**SET EXERCISE**
Write out every one of the rows below, line for line, with nothing altered.

-- begin GIVEN DATA --

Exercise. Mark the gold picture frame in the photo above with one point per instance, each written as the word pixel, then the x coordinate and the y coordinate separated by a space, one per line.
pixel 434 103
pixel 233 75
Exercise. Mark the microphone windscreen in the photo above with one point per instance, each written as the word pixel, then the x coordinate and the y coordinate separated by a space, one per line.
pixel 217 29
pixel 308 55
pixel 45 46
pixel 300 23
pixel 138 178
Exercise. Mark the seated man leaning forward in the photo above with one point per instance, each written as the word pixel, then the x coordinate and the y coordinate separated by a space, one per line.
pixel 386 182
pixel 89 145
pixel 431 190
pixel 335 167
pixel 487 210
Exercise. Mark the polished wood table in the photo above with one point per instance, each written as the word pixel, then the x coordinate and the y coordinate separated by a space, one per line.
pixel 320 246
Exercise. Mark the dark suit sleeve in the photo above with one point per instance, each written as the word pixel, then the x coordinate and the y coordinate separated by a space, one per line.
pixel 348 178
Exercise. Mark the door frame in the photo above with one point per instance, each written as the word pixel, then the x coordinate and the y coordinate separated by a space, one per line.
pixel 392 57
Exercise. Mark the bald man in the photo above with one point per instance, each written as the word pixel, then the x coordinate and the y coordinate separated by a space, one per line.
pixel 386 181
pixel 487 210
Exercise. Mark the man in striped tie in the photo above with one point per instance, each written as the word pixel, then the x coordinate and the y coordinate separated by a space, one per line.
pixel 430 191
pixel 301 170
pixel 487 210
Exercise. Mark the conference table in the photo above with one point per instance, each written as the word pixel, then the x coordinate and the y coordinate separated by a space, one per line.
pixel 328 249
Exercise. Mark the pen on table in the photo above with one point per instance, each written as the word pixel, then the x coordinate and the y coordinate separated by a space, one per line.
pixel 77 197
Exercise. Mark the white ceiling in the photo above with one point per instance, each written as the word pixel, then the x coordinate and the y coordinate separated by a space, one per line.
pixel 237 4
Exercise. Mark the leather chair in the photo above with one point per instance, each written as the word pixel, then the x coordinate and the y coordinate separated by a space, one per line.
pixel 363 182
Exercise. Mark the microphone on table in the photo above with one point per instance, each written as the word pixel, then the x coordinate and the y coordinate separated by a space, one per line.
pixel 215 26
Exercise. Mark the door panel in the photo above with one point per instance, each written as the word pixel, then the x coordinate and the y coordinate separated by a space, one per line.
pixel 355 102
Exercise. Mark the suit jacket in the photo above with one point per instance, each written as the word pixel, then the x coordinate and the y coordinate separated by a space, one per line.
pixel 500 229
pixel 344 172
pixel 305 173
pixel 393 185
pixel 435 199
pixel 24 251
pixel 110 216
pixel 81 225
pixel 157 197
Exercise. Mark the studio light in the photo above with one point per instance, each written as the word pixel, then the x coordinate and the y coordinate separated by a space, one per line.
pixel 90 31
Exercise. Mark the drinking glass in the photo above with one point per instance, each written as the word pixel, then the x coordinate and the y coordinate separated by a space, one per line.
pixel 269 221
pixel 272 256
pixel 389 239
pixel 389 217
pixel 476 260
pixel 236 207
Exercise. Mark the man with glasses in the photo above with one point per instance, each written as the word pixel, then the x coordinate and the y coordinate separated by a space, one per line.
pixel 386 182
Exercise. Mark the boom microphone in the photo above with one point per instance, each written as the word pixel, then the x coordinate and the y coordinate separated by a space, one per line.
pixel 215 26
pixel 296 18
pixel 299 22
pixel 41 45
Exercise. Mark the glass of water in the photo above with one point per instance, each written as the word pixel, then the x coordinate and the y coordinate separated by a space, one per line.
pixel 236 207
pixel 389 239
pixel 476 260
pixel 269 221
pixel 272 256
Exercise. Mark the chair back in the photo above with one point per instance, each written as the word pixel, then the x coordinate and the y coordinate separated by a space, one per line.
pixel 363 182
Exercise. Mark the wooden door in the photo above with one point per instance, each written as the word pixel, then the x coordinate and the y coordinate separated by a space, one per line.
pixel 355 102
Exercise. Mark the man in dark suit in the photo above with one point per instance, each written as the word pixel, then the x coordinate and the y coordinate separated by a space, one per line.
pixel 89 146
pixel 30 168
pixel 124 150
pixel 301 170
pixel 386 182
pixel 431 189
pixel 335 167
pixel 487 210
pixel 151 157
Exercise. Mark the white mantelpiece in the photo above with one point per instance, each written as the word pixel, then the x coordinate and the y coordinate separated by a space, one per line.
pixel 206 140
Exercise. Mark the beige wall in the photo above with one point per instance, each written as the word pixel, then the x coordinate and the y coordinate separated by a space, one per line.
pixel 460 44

-- end GIVEN DATA --

**ANSWER BELOW**
Exercise. Mark the gold picture frame in the photo above with one point per instance, each written as the word pixel, then the x coordinate and the y coordinate separated by a space, one per line.
pixel 434 103
pixel 233 75
Exercise. Mark the microphone windscreen in the photo above with one point per instance, each written as the word pixel, then the x coordinate and the y coordinate separated by a space, one per line.
pixel 217 29
pixel 308 55
pixel 45 46
pixel 300 23
pixel 138 178
Exercise. Mark the seated man leaning forward in the photo above with one point per instance, each written as the word pixel, then the x coordinate and the y coordinate separated by a space, one per line.
pixel 386 182
pixel 89 145
pixel 431 190
pixel 335 167
pixel 487 210
Exercise. Mark the polished wood table in the photo above with one point per instance, each written as the word pixel, then the x coordinate and the y coordinate separated by a space, one per line.
pixel 320 246
Exercise. Mark the dark suit sleeve in the photo above with one point per instance, each written as the word pixel, then the x coordinate and the y coordinate separated by a space, one per line.
pixel 348 178
Exercise. Mark the door frame in the photo above with one point per instance, each written as the word pixel, then the x coordinate and the y coordinate separated by a space, one per line.
pixel 392 57
Exercise. Mark the bald man in the photo above with one point per instance, each written as the word pixel, then the x coordinate and the y coordinate separated by a space, one per line.
pixel 386 181
pixel 487 210
Exercise. Mark the man in striped tie in the photo above with one point per instance, each written as the word pixel, then the x coordinate and the y coordinate separated by a space, one per line.
pixel 430 191
pixel 301 170
pixel 487 210
Exercise. Mark the conference table in the photo above with one point per instance, each written as the word pixel, then the x coordinate and the y coordinate separated by a space, one per line.
pixel 328 249
Exercise. Mark the pen on table in the photo above with one point per instance, each written as the word pixel, then the x coordinate and the y coordinate separated by a space, one per line.
pixel 77 197
Exercise. Mark the white ceiling in the photo above with one point per instance, each written as the word pixel, then the x coordinate and the y coordinate separated by a space, one per line.
pixel 237 4
Exercise. Mark the leather chair in the photo above with one point per instance, each written as the word pixel, then the x coordinate and the y coordinate separated by a space, one per line.
pixel 363 182
Exercise. Mark the microphone on table in the photo above with one point per instance, each written as the word pixel, then the x coordinate and the y coordinate separated by a space, one per line.
pixel 215 26
Exercise. Mark the door panel in the photo above with one point per instance, each written as the word pixel, then the x coordinate and the y coordinate separated by a space, one per line.
pixel 355 102
Exercise. Mark the suit jacket in the photo above with one point per instance, each written as the word pixel, then the x coordinate and the y coordinate separated by a space, one per line.
pixel 500 229
pixel 344 172
pixel 305 173
pixel 393 185
pixel 435 199
pixel 24 251
pixel 110 216
pixel 81 225
pixel 157 197
Exercise. Mark the studio light in the photo above with one point per instance, each written as the word pixel, then the x coordinate and the y coordinate separated by a space, one per line.
pixel 90 31
Exercise. Mark the drinking glass in the photo above with one point per instance, each written as the word pixel, then the x coordinate and the y coordinate separated by a space, one per line.
pixel 269 221
pixel 272 256
pixel 389 239
pixel 389 217
pixel 476 260
pixel 236 207
Exercise. Mark the man with glasses in the photo above with one point per instance, each written as the word pixel, then the x coordinate and the y coordinate separated by a space, one per line.
pixel 386 182
Exercise. Mark the boom microphone in the photo above with one point per instance, each written as the word pixel, then the x coordinate and the y coordinate separated by a space, one per line.
pixel 215 26
pixel 296 18
pixel 299 22
pixel 41 45
Exercise. Mark the glass of water in the photo above with one point per instance, each written as the word pixel, then the x coordinate and the y coordinate separated by a space, one per line.
pixel 236 207
pixel 389 239
pixel 476 260
pixel 269 221
pixel 272 256
Exercise. Mark the chair back in the photo above with one point per instance, each written as the word pixel, then the x coordinate and the y coordinate separated by a space, one per line.
pixel 363 182
Exercise. Mark the wooden door in the photo above with one point per instance, each written as the word pixel, then the x coordinate and the y coordinate separated by a space, one per line.
pixel 355 102
Exercise. Mark the man in dark suit in the photo above with one point per instance, each written as the word pixel, then the x coordinate and the y coordinate separated by a space, one per line.
pixel 89 146
pixel 30 168
pixel 124 150
pixel 301 170
pixel 386 182
pixel 431 189
pixel 335 167
pixel 487 210
pixel 151 157
Exercise. Mark the white mantelpiece in the photo above with one point per instance, each written as the word pixel, then the x coordinate and the y coordinate separated by a space, one per line.
pixel 206 140
Exercise. Mark the beige wall in the photo above with one point per instance, each written as the word pixel, then the x coordinate and the y coordinate separated by a space, one per line.
pixel 460 44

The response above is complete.